__EXERCISE DIRECTIONS__
Answer these questions from the article on seafood mislabeling:
(a) How many fish samples did Oceana collect in the Los Angeles area?
(b) What fish was a Santa Monica sushi restaurant actually serving when it told customers they were eating "white tuna" or "ono"?
(c) How many kinds of fish species does the federal government recognize as "snapper"?

CITYWIDE — Next time you walk into one of the approximately 40 restaurants that serve sushi in Santa Monica, be aware — that ono may not be what you think it is.

Such are the findings released this week by Oceana, an international nonprofit dedicated to protecting the world’s marine environments, that tested fish from sushi venues, grocery stores and restaurants in the Los Angeles area to see if what was on the label matched reality.

The result: Over 55 percent of the 119 samples collected were mislabeled under federal guidelines, and even more flexible California laws were routinely violated.

Results from sushi restaurants were even worse, with nine out of 10 tested coming up as the wrong kind of fish, according to the report.

It’s a widespread problem that many consumers aren’t aware of, but should be, said Kimberly Warner, one of the authors of the report.

“The seafood supply is so obscure and non-transparent that it’s hard to show where along this chain mislabeling and fraud occur,” Warner said.

That kind of mislabeling can be harmful both for health reasons, and also because consumers may be tricked into paying more for a premium fish when they’re actually purchasing a lesser product.

Those with allergies to certain kinds of fish or other sensitivities could be seriously hurt by mislabeled fish.

Or, in the case of an anonymous sushi restaurant in Santa Monica that got popped by the report, those serving up mislabeled fish may be responsible for more embarrassing conditions. (Officials with Oceana would not release the name of the Santa Monica restaurant because they felt it was unfair given that they were not certain who was at fault for the mislabled fish — the restaurant or the supplier.)

According to the report, a sushi restaurant in town told customers they were eating “white tuna” or “ono” when, in fact, they were eating a variety of snake mackerel called escolar.

While that might sound more annoying than anything, over-consumption of escolar can result in gastrointestinal problems, namely some nasty diarrhea.

According to the report, eight out of nine sushi restaurants switched out “white tuna” for escolar, and others used escolar in place of ono, a fish also called a “wahoo.”

Mislabeling also strikes at another vulnerable spot for many consumers. Their wallet.

Not all fish sellers know that they’re passing off bad product, but those that do are cashing in, said Mary Smith, marketing manager for the Santa Monica Seafood Company.

“Those who are doing it on purpose are selling a less expensive fish as a more expensive fish to make money,” she said.

In the study, every single sample of fish labeled “red snapper,” for instance, was actually another fish masquerading as the popular dinner item, despite the fact that the federal government recognizes 47 different kinds of fish species as “snapper.”

That kind of fraud also impacts the environment, Smith said.

Consumers who choose to “vote with their dollars” to support sustainable fishing practices by buying wild caught fish over farmed get duped by nefarious labeling practices.

__RECORD SET__
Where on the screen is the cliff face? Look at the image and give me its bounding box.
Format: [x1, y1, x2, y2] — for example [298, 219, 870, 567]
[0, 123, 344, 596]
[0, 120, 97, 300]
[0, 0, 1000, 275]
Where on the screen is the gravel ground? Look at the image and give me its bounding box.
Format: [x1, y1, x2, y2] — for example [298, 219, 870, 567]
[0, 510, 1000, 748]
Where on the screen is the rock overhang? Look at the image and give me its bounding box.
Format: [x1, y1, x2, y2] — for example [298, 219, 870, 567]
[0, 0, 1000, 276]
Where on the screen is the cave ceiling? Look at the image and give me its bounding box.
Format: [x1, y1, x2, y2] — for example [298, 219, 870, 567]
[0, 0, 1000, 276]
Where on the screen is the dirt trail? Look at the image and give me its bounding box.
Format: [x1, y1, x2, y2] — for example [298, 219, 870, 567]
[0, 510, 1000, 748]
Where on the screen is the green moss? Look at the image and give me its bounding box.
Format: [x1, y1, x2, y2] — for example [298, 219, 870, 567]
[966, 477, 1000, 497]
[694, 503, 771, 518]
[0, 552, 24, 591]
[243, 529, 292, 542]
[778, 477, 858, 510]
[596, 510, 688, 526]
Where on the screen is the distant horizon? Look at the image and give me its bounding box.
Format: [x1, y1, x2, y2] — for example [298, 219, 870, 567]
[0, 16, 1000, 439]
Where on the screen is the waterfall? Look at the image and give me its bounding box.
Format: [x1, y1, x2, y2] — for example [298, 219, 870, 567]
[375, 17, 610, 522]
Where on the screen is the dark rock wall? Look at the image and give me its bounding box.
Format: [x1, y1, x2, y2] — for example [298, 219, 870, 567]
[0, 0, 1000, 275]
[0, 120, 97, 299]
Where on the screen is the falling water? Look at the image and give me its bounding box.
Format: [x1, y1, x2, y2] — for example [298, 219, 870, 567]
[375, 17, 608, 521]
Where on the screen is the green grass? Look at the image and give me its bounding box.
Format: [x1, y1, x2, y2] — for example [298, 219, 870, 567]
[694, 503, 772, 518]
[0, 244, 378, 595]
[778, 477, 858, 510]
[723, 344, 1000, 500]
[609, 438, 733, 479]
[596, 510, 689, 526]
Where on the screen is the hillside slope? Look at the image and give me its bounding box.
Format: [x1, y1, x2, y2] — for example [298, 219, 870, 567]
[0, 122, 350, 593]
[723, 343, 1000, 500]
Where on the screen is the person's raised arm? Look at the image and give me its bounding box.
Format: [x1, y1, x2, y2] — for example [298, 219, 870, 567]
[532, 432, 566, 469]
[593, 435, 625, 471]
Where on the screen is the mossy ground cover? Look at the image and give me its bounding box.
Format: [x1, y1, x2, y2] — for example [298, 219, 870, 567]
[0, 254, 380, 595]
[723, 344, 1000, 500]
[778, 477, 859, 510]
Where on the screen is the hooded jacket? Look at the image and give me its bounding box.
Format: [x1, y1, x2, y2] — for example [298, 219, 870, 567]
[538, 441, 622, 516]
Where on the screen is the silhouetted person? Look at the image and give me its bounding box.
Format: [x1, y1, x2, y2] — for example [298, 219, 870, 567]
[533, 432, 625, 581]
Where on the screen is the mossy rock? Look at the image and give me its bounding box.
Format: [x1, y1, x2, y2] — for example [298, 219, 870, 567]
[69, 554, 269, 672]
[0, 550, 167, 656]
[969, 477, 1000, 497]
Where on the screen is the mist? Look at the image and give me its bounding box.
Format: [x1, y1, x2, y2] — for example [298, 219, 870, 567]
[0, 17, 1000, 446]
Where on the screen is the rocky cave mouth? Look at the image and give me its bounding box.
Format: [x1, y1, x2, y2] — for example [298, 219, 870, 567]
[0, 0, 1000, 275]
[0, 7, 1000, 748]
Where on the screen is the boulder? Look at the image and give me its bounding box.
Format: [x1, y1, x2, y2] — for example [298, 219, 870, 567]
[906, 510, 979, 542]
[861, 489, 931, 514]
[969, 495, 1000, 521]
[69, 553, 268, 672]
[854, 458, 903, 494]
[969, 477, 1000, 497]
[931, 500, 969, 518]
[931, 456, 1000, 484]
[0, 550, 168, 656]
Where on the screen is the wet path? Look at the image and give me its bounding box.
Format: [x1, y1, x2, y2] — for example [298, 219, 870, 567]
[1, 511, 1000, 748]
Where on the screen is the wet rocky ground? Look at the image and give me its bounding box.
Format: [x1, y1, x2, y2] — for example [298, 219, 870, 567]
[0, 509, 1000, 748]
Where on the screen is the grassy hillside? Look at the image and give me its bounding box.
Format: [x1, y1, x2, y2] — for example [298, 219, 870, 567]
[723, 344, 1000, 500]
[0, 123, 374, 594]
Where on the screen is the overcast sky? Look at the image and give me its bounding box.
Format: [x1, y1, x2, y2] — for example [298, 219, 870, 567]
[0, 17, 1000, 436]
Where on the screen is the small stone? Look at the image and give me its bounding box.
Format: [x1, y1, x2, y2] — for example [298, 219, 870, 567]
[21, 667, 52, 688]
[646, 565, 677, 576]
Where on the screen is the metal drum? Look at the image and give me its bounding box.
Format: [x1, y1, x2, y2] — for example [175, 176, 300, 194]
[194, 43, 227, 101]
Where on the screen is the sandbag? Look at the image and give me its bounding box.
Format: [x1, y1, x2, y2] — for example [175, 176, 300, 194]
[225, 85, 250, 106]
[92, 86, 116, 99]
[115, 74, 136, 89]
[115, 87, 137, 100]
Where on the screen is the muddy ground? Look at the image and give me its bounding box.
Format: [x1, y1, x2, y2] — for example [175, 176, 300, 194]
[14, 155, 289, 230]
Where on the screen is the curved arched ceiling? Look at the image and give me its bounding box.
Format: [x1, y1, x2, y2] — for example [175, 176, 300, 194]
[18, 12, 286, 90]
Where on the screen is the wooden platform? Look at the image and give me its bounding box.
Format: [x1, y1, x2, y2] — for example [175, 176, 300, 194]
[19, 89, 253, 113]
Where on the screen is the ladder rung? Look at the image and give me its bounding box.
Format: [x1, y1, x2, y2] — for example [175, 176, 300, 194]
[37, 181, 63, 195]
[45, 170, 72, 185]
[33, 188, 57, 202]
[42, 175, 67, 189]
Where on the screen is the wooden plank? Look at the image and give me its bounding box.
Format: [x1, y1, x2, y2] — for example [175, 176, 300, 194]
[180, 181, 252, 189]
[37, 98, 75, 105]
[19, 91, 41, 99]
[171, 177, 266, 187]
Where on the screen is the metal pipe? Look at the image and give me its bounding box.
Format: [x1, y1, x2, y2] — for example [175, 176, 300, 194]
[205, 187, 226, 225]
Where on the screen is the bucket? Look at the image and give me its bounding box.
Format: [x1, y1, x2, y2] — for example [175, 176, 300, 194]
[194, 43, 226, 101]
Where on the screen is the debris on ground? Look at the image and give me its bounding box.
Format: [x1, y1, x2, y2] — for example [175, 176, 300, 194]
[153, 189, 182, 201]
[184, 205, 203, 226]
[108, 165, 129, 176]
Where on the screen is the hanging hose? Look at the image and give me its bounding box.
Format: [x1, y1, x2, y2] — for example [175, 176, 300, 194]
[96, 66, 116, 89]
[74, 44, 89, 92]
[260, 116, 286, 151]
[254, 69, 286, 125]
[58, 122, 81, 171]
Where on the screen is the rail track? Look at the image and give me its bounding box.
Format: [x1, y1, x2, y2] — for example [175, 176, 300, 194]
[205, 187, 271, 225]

__ANSWER FOR THIS EXERCISE__
(a) 119 samples.
(b) Escolar, a variety of snake mackerel.
(c) 47.